**Work order**
From the AprNes testing methodology page below, reproduce word for word the part that opens with the words containing "All ROMs come" and closes with "modern ($6000 memory-mapped).".

**** Document section ****

AprNes - Testing Methodology

AprNes uses hardware verification test ROMs originally written to validate real NES console behavior. These are actual NES programs (6502 machine code) that exercise specific hardware features and report pass/fail. The same ROMs are used by every major NES emulator project to measure accuracy.

Test coverage spans all major NES subsystems:

CPU — All official 6502 instructions, addressing modes, timing, dummy reads/writes, interrupt behavior (NMI/IRQ/BRK interactions), branch timing, reset behavior
PPU — VBlank/NMI timing, sprite 0 hit, sprite overflow, open bus behavior, palette RAM, VRAM access, read buffer, even/odd frame toggle
APU — Frame counter timing (mode 0/1), length counter, IRQ flag timing, clock jitter, DMC rates, channel mixing, reset behavior
Mapper — MMC3 (Mapper 004) IRQ counter clocking, A12 detection, scanline timing, Rev A/B behavior
I/O — Controller reading accuracy, DPCM interference, DMA timing

2. Test ROM Sources

All ROMs come from the nes-test-roms collection, primarily authored by:

blargg (Shay Green) — The most comprehensive NES test ROM author. His suites cover CPU instructions (v3/v5), APU timing, PPU VBL/NMI, sprite hit/overflow, and more. Two result protocols: legacy (screen-based) and modern ($6000 memory-mapped).

**** Data shown ****

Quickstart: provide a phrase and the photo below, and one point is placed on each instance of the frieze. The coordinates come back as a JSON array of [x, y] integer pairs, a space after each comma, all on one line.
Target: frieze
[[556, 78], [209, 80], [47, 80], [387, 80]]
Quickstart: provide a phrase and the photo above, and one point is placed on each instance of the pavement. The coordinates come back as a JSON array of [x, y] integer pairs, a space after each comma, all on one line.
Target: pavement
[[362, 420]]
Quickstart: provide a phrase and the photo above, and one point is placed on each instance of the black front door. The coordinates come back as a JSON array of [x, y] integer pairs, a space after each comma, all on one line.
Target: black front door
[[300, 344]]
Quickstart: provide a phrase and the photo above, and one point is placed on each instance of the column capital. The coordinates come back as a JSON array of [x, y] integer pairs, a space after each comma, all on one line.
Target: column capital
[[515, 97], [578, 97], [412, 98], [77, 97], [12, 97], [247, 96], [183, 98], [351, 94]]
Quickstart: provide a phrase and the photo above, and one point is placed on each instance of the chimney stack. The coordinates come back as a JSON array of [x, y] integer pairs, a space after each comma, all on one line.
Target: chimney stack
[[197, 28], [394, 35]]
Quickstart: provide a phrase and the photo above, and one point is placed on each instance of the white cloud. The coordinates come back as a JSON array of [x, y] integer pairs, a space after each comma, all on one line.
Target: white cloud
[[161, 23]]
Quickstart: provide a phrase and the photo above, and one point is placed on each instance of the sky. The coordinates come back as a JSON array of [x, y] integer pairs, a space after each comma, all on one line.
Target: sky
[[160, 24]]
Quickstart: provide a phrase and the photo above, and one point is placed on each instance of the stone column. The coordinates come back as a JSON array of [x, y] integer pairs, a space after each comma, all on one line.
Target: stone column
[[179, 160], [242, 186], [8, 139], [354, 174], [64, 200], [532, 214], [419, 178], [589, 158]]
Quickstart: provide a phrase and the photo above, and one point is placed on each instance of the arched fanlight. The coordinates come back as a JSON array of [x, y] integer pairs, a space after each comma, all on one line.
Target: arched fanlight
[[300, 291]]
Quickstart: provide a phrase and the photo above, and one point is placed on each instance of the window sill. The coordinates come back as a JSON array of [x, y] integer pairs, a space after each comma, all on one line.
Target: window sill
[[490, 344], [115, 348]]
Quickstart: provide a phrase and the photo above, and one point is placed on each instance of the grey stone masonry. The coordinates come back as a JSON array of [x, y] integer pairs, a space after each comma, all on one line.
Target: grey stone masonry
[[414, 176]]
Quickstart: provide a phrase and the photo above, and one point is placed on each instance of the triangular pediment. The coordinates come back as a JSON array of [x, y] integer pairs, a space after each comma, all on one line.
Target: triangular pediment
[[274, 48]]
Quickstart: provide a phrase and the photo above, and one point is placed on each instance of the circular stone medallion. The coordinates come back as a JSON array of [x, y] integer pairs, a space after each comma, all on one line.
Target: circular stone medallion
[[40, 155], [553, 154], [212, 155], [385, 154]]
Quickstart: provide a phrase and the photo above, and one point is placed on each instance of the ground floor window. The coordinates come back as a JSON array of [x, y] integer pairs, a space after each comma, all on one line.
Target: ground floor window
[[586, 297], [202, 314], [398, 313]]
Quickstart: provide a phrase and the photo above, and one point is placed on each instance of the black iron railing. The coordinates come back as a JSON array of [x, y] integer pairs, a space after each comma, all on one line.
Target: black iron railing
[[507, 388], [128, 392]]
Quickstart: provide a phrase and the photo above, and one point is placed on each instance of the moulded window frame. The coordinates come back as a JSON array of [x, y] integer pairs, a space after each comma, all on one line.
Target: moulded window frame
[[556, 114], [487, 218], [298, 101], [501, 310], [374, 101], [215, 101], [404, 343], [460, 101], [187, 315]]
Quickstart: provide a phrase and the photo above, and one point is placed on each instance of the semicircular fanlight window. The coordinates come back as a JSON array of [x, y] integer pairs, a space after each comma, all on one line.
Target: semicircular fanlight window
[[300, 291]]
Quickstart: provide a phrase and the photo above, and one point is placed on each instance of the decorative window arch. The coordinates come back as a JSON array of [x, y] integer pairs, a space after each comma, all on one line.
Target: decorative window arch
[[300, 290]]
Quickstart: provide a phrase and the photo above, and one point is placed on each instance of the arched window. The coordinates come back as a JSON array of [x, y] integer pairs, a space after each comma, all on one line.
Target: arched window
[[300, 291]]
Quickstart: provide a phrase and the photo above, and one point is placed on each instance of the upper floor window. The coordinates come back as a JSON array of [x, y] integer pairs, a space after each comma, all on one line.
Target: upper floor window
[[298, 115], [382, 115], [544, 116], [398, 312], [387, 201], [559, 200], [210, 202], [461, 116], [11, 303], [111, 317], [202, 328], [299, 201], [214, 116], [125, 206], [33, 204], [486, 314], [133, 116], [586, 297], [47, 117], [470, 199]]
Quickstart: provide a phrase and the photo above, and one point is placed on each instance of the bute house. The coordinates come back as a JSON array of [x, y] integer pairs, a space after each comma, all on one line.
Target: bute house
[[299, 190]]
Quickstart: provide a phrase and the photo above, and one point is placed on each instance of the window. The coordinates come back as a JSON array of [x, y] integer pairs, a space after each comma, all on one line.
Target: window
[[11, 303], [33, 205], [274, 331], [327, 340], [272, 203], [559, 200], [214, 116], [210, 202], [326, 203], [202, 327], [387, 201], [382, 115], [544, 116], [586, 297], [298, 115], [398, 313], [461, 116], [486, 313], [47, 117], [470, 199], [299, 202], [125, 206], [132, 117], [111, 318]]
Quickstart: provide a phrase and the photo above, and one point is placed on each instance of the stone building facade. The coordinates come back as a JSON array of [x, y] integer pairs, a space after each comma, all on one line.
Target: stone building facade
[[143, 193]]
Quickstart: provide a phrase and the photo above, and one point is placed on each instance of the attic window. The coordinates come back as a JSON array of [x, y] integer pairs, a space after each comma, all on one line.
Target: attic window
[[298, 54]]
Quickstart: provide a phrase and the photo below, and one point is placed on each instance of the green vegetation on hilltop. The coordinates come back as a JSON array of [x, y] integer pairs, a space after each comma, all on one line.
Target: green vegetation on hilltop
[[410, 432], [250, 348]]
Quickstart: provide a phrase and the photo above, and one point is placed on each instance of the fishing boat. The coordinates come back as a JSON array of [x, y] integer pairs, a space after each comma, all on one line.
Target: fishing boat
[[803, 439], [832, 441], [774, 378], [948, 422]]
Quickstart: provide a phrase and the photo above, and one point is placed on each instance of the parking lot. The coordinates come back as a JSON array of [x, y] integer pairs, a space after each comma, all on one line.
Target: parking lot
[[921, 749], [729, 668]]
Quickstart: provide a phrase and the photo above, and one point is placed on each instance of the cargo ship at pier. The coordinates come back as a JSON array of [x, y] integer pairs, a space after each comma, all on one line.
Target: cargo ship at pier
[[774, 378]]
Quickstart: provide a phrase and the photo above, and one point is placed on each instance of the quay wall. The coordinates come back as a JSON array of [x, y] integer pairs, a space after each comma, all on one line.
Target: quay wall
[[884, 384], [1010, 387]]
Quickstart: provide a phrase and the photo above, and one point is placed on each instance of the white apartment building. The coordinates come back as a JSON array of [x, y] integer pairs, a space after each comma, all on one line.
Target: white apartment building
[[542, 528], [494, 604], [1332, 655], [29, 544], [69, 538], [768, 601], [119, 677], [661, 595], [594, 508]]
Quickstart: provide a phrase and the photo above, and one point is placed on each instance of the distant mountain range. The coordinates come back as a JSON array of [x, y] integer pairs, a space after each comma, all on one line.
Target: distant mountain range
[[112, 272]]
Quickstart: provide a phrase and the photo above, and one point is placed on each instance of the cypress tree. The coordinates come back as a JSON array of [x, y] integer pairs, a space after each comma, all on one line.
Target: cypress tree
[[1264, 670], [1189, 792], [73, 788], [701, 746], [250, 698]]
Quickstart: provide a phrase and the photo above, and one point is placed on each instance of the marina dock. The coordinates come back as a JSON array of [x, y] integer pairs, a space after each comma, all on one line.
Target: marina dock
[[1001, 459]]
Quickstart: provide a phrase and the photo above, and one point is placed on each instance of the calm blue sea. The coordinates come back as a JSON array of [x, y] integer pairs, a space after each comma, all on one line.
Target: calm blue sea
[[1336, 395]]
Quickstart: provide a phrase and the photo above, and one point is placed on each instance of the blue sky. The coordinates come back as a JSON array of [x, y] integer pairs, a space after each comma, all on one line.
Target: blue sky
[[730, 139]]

****

**Output**
All ROMs come from the nes-test-roms collection, primarily authored by:

blargg (Shay Green) — The most comprehensive NES test ROM author. His suites cover CPU instructions (v3/v5), APU timing, PPU VBL/NMI, sprite hit/overflow, and more. Two result protocols: legacy (screen-based) and modern ($6000 memory-mapped).